▸ **文档节选**:
C++ Metaprogramming - Template(1)
模板库为什么必须在头文件中实现: 因为模板的原理是:在编译时,每发现一种模板参数的模板实例,就生成对应模板参数的代码。 如果使用源代码分开编译,则编译模板库的源代码时,编译器并不知道这一模板库有哪些模板实例;而编译模板实例时,又没有模板库的源代码来作生成。 因此会产生链接错误,没有生成对应模板参数的源代码。
Template parameters and template arguments
Template parameters
Every template is parameterized by one or more template parameters, indicated in the parameter-list of the template declaration syntax:
template < parameter-list > > declaration
Each parameter in parameter-list may be:
- a non-type template parameter:
- a type template parameter;
- a template template parameter.
Template arguments
In order for a template to be instantiated, every template parameter (type, non-type, or template) must be replaced by a corresponding template argument.
For class templates, the arguments are either explicitly provided, deduced from the initializer, (since C++17) or defaulted. For function templates, the arguments are explicitly provided, deduced from the context, or defaulted.

▸ **任务 1**:
统计下方数据行中有多少行含有字符串“burlap”，区分大小写，只回答一个数字。
▸ **任务 2**:
从上方讲 C++ 模板参数与模板实参的那段文字的结尾处接着往下写。

▸ **提供的数据行**:
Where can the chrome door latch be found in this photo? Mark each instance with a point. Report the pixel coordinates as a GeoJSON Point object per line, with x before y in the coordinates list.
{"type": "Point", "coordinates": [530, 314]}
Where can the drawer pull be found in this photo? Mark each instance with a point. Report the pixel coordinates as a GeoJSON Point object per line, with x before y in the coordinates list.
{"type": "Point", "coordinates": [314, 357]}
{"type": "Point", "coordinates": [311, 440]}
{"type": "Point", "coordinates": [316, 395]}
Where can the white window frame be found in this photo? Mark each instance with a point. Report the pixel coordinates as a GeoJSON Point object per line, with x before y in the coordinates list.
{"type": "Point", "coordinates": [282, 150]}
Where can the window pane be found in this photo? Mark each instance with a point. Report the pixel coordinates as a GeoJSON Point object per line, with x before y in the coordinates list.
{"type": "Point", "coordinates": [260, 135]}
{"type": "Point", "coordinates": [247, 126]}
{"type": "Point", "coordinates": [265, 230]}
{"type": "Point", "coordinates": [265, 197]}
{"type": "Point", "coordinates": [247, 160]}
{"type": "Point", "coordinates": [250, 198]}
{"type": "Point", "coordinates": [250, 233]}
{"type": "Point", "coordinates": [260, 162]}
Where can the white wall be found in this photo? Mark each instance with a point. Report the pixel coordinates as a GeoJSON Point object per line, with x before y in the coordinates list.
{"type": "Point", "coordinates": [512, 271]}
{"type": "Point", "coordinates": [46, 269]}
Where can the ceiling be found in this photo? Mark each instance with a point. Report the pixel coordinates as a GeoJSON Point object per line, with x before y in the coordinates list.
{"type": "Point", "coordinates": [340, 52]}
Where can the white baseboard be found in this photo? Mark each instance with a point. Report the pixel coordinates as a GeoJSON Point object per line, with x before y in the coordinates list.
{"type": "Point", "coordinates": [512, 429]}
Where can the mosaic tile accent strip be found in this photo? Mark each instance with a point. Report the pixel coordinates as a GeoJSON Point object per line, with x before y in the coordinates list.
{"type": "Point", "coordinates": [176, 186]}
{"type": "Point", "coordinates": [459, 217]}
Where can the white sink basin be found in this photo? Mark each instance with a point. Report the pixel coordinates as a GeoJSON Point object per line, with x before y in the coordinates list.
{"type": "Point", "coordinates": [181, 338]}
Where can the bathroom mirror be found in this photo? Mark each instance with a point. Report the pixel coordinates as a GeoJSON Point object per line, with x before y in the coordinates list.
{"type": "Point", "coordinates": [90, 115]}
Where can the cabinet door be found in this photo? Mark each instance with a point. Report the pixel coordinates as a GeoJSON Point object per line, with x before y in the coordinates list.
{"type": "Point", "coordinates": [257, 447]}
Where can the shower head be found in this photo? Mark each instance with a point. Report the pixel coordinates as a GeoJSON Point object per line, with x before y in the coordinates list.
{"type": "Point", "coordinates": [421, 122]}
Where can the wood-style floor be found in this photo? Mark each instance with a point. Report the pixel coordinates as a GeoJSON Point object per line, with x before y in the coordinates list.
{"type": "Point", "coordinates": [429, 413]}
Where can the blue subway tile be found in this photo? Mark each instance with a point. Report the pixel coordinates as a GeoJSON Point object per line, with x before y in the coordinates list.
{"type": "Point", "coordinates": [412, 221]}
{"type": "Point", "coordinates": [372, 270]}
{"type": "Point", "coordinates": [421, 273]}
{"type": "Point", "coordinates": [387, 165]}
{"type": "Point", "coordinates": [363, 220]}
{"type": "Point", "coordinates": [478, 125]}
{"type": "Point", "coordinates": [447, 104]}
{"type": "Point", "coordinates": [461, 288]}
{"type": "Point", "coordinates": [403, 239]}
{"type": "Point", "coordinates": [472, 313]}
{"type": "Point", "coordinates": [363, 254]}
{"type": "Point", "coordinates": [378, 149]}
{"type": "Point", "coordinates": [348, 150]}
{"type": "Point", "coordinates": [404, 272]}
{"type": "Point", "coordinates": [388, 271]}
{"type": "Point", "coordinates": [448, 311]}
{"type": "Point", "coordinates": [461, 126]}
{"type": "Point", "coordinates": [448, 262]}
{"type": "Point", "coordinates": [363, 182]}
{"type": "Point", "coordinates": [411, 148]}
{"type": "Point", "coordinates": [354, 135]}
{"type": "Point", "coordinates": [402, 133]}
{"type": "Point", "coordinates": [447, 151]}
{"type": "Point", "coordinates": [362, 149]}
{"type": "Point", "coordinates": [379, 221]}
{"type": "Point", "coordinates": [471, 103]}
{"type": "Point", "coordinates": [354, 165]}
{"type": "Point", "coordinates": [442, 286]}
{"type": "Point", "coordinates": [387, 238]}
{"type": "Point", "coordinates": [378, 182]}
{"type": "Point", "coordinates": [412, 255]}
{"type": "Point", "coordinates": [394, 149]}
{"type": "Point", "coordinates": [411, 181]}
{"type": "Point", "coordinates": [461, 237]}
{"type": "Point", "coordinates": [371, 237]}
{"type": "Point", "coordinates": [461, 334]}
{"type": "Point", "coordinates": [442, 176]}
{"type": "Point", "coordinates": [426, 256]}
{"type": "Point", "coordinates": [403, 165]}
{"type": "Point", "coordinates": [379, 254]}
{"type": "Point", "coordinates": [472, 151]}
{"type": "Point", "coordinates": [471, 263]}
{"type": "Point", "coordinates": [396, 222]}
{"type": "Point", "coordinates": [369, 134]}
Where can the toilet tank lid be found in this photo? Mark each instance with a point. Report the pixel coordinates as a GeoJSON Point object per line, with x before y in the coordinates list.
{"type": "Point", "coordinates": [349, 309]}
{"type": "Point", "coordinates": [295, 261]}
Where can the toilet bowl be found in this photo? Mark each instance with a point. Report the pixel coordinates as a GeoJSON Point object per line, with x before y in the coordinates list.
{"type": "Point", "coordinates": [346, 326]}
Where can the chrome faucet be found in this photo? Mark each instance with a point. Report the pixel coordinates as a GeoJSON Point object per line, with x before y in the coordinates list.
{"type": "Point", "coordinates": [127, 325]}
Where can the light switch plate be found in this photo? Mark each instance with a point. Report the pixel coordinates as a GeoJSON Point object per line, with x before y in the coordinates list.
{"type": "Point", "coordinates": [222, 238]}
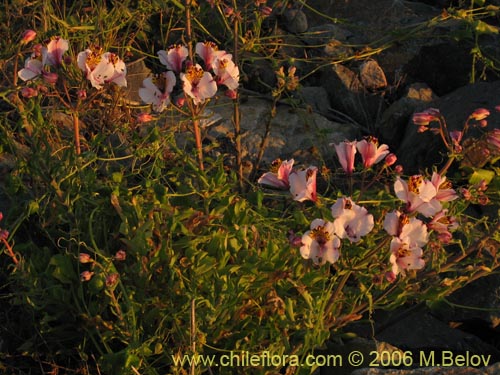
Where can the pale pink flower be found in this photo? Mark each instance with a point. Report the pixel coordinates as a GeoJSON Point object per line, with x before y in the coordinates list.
{"type": "Point", "coordinates": [346, 152]}
{"type": "Point", "coordinates": [351, 221]}
{"type": "Point", "coordinates": [29, 92]}
{"type": "Point", "coordinates": [278, 176]}
{"type": "Point", "coordinates": [85, 258]}
{"type": "Point", "coordinates": [419, 195]}
{"type": "Point", "coordinates": [96, 66]}
{"type": "Point", "coordinates": [209, 52]}
{"type": "Point", "coordinates": [412, 230]}
{"type": "Point", "coordinates": [444, 192]}
{"type": "Point", "coordinates": [442, 224]}
{"type": "Point", "coordinates": [320, 243]}
{"type": "Point", "coordinates": [390, 159]}
{"type": "Point", "coordinates": [480, 114]}
{"type": "Point", "coordinates": [303, 184]}
{"type": "Point", "coordinates": [86, 275]}
{"type": "Point", "coordinates": [120, 70]}
{"type": "Point", "coordinates": [28, 36]}
{"type": "Point", "coordinates": [120, 255]}
{"type": "Point", "coordinates": [493, 138]}
{"type": "Point", "coordinates": [157, 90]}
{"type": "Point", "coordinates": [226, 72]}
{"type": "Point", "coordinates": [174, 57]}
{"type": "Point", "coordinates": [111, 279]}
{"type": "Point", "coordinates": [405, 257]}
{"type": "Point", "coordinates": [55, 49]}
{"type": "Point", "coordinates": [198, 84]}
{"type": "Point", "coordinates": [371, 152]}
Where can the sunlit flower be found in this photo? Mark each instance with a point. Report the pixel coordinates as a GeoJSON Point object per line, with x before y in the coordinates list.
{"type": "Point", "coordinates": [346, 152]}
{"type": "Point", "coordinates": [157, 90]}
{"type": "Point", "coordinates": [412, 230]}
{"type": "Point", "coordinates": [55, 50]}
{"type": "Point", "coordinates": [320, 243]}
{"type": "Point", "coordinates": [480, 114]}
{"type": "Point", "coordinates": [303, 184]}
{"type": "Point", "coordinates": [278, 176]}
{"type": "Point", "coordinates": [371, 152]}
{"type": "Point", "coordinates": [405, 257]}
{"type": "Point", "coordinates": [419, 195]}
{"type": "Point", "coordinates": [111, 279]}
{"type": "Point", "coordinates": [28, 36]}
{"type": "Point", "coordinates": [29, 92]}
{"type": "Point", "coordinates": [444, 192]}
{"type": "Point", "coordinates": [174, 57]}
{"type": "Point", "coordinates": [351, 221]}
{"type": "Point", "coordinates": [120, 255]}
{"type": "Point", "coordinates": [96, 66]}
{"type": "Point", "coordinates": [120, 70]}
{"type": "Point", "coordinates": [85, 258]}
{"type": "Point", "coordinates": [209, 52]}
{"type": "Point", "coordinates": [86, 275]}
{"type": "Point", "coordinates": [226, 72]}
{"type": "Point", "coordinates": [443, 224]}
{"type": "Point", "coordinates": [198, 84]}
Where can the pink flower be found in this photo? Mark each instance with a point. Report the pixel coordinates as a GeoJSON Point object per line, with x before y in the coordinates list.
{"type": "Point", "coordinates": [480, 114]}
{"type": "Point", "coordinates": [157, 90]}
{"type": "Point", "coordinates": [111, 279]}
{"type": "Point", "coordinates": [226, 72]}
{"type": "Point", "coordinates": [55, 49]}
{"type": "Point", "coordinates": [278, 176]}
{"type": "Point", "coordinates": [419, 195]}
{"type": "Point", "coordinates": [320, 243]}
{"type": "Point", "coordinates": [96, 66]}
{"type": "Point", "coordinates": [174, 57]}
{"type": "Point", "coordinates": [86, 275]}
{"type": "Point", "coordinates": [49, 77]}
{"type": "Point", "coordinates": [444, 192]}
{"type": "Point", "coordinates": [29, 92]}
{"type": "Point", "coordinates": [493, 138]}
{"type": "Point", "coordinates": [390, 159]}
{"type": "Point", "coordinates": [405, 257]}
{"type": "Point", "coordinates": [28, 36]}
{"type": "Point", "coordinates": [346, 152]}
{"type": "Point", "coordinates": [209, 52]}
{"type": "Point", "coordinates": [120, 70]}
{"type": "Point", "coordinates": [412, 230]}
{"type": "Point", "coordinates": [120, 255]}
{"type": "Point", "coordinates": [371, 152]}
{"type": "Point", "coordinates": [351, 221]}
{"type": "Point", "coordinates": [198, 84]}
{"type": "Point", "coordinates": [85, 258]}
{"type": "Point", "coordinates": [442, 224]}
{"type": "Point", "coordinates": [303, 184]}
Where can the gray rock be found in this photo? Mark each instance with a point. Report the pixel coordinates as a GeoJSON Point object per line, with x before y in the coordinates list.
{"type": "Point", "coordinates": [372, 76]}
{"type": "Point", "coordinates": [295, 21]}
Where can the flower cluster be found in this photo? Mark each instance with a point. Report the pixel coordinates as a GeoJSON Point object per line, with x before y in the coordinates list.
{"type": "Point", "coordinates": [102, 67]}
{"type": "Point", "coordinates": [198, 83]}
{"type": "Point", "coordinates": [301, 183]}
{"type": "Point", "coordinates": [322, 242]}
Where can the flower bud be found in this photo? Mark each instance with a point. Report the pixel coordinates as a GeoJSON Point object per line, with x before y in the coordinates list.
{"type": "Point", "coordinates": [85, 258]}
{"type": "Point", "coordinates": [28, 36]}
{"type": "Point", "coordinates": [86, 275]}
{"type": "Point", "coordinates": [29, 92]}
{"type": "Point", "coordinates": [390, 159]}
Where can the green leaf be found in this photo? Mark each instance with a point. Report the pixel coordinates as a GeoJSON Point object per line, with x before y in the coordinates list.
{"type": "Point", "coordinates": [481, 174]}
{"type": "Point", "coordinates": [63, 270]}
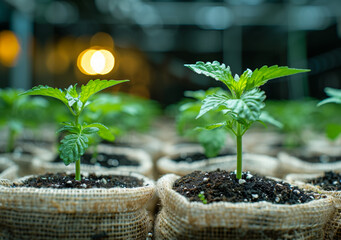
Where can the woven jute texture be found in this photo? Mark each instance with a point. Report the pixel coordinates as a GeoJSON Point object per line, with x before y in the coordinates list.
{"type": "Point", "coordinates": [333, 227]}
{"type": "Point", "coordinates": [291, 164]}
{"type": "Point", "coordinates": [181, 219]}
{"type": "Point", "coordinates": [116, 213]}
{"type": "Point", "coordinates": [8, 170]}
{"type": "Point", "coordinates": [145, 166]}
{"type": "Point", "coordinates": [256, 163]}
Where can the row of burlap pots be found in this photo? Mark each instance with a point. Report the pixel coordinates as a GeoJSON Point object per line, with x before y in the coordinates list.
{"type": "Point", "coordinates": [292, 164]}
{"type": "Point", "coordinates": [25, 155]}
{"type": "Point", "coordinates": [181, 219]}
{"type": "Point", "coordinates": [256, 163]}
{"type": "Point", "coordinates": [333, 228]}
{"type": "Point", "coordinates": [8, 169]}
{"type": "Point", "coordinates": [45, 213]}
{"type": "Point", "coordinates": [145, 166]}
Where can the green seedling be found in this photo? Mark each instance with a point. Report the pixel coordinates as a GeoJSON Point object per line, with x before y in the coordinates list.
{"type": "Point", "coordinates": [211, 140]}
{"type": "Point", "coordinates": [75, 142]}
{"type": "Point", "coordinates": [202, 198]}
{"type": "Point", "coordinates": [18, 112]}
{"type": "Point", "coordinates": [333, 130]}
{"type": "Point", "coordinates": [243, 103]}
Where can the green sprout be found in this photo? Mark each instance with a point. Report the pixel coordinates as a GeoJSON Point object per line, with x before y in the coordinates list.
{"type": "Point", "coordinates": [244, 102]}
{"type": "Point", "coordinates": [202, 197]}
{"type": "Point", "coordinates": [75, 142]}
{"type": "Point", "coordinates": [333, 129]}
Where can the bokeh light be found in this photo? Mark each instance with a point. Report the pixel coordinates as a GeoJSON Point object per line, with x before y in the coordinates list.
{"type": "Point", "coordinates": [9, 48]}
{"type": "Point", "coordinates": [96, 61]}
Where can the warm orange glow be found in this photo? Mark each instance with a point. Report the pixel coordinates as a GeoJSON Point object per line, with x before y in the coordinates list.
{"type": "Point", "coordinates": [9, 48]}
{"type": "Point", "coordinates": [93, 61]}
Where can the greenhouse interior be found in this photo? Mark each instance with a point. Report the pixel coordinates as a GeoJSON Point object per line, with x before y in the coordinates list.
{"type": "Point", "coordinates": [170, 119]}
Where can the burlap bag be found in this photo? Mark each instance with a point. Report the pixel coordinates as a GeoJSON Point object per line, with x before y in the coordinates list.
{"type": "Point", "coordinates": [145, 163]}
{"type": "Point", "coordinates": [181, 219]}
{"type": "Point", "coordinates": [116, 213]}
{"type": "Point", "coordinates": [291, 164]}
{"type": "Point", "coordinates": [256, 163]}
{"type": "Point", "coordinates": [333, 227]}
{"type": "Point", "coordinates": [8, 170]}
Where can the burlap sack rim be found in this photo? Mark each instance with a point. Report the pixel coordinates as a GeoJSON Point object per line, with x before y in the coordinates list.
{"type": "Point", "coordinates": [77, 200]}
{"type": "Point", "coordinates": [193, 210]}
{"type": "Point", "coordinates": [139, 155]}
{"type": "Point", "coordinates": [299, 166]}
{"type": "Point", "coordinates": [167, 165]}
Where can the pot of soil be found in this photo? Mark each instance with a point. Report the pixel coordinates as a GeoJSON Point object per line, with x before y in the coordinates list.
{"type": "Point", "coordinates": [309, 162]}
{"type": "Point", "coordinates": [24, 156]}
{"type": "Point", "coordinates": [251, 208]}
{"type": "Point", "coordinates": [107, 159]}
{"type": "Point", "coordinates": [8, 170]}
{"type": "Point", "coordinates": [328, 183]}
{"type": "Point", "coordinates": [55, 206]}
{"type": "Point", "coordinates": [187, 159]}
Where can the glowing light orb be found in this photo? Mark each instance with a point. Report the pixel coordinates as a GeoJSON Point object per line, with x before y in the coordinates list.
{"type": "Point", "coordinates": [93, 61]}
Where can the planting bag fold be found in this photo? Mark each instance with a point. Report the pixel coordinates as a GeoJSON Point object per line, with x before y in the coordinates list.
{"type": "Point", "coordinates": [181, 219]}
{"type": "Point", "coordinates": [46, 213]}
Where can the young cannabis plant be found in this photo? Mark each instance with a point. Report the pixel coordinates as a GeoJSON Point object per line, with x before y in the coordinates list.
{"type": "Point", "coordinates": [333, 129]}
{"type": "Point", "coordinates": [75, 143]}
{"type": "Point", "coordinates": [244, 102]}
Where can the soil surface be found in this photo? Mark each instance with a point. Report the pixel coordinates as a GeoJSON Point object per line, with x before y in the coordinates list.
{"type": "Point", "coordinates": [330, 181]}
{"type": "Point", "coordinates": [63, 180]}
{"type": "Point", "coordinates": [105, 160]}
{"type": "Point", "coordinates": [221, 185]}
{"type": "Point", "coordinates": [320, 159]}
{"type": "Point", "coordinates": [194, 157]}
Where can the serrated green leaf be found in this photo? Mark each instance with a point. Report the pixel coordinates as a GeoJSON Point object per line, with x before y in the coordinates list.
{"type": "Point", "coordinates": [334, 94]}
{"type": "Point", "coordinates": [212, 102]}
{"type": "Point", "coordinates": [260, 76]}
{"type": "Point", "coordinates": [69, 127]}
{"type": "Point", "coordinates": [266, 117]}
{"type": "Point", "coordinates": [90, 130]}
{"type": "Point", "coordinates": [103, 131]}
{"type": "Point", "coordinates": [248, 107]}
{"type": "Point", "coordinates": [94, 86]}
{"type": "Point", "coordinates": [72, 147]}
{"type": "Point", "coordinates": [215, 70]}
{"type": "Point", "coordinates": [47, 91]}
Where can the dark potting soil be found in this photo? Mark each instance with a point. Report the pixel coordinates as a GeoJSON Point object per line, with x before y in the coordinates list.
{"type": "Point", "coordinates": [194, 157]}
{"type": "Point", "coordinates": [63, 180]}
{"type": "Point", "coordinates": [105, 160]}
{"type": "Point", "coordinates": [330, 181]}
{"type": "Point", "coordinates": [221, 185]}
{"type": "Point", "coordinates": [320, 159]}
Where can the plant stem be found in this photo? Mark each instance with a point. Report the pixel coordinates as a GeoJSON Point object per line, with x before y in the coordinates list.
{"type": "Point", "coordinates": [239, 151]}
{"type": "Point", "coordinates": [11, 140]}
{"type": "Point", "coordinates": [78, 162]}
{"type": "Point", "coordinates": [78, 170]}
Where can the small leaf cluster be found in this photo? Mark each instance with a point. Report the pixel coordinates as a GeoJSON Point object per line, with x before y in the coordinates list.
{"type": "Point", "coordinates": [212, 141]}
{"type": "Point", "coordinates": [75, 143]}
{"type": "Point", "coordinates": [244, 101]}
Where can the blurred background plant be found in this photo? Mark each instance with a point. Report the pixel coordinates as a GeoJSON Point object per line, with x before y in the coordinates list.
{"type": "Point", "coordinates": [19, 112]}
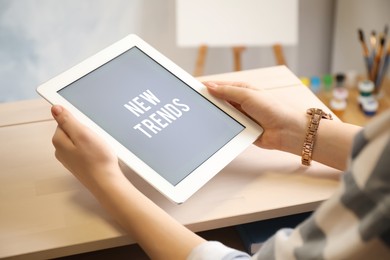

▸ **回答 1**:
3

▸ **回答 2**:
可以暂时理解为 argument 是 parameter 例化的取值。
SFINAE: Substitution Failure Is Not An Error
替换发生在编译期,用于在编译时选择合适的模板实例(注意,部分特化是通过重载实现的),因此替换失败并非错误是指,在模版实例的 candidate set 中不断尝试,直到找到一个成功的替换。而不是失败了就立马报错;如果全部失败才报错。
This rule applies during overload resolution of function templates: When substituting the explicitly specified or deduced type for the template parameter fails, the specialization is discarded from the overload set instead of causing a compile error.
This feature is used in template metaprogramming.
Explanation
Function template parameters are substituted (replaced by template arguments) twice:
- explicitly specified template arguments are substituted before template argument deduction
- deduced arguments and the arguments obtained from the defaults are substituted after template argument deduction
Substitution occurs in
- all types used in the function type (which includes return type and the types of all parameters)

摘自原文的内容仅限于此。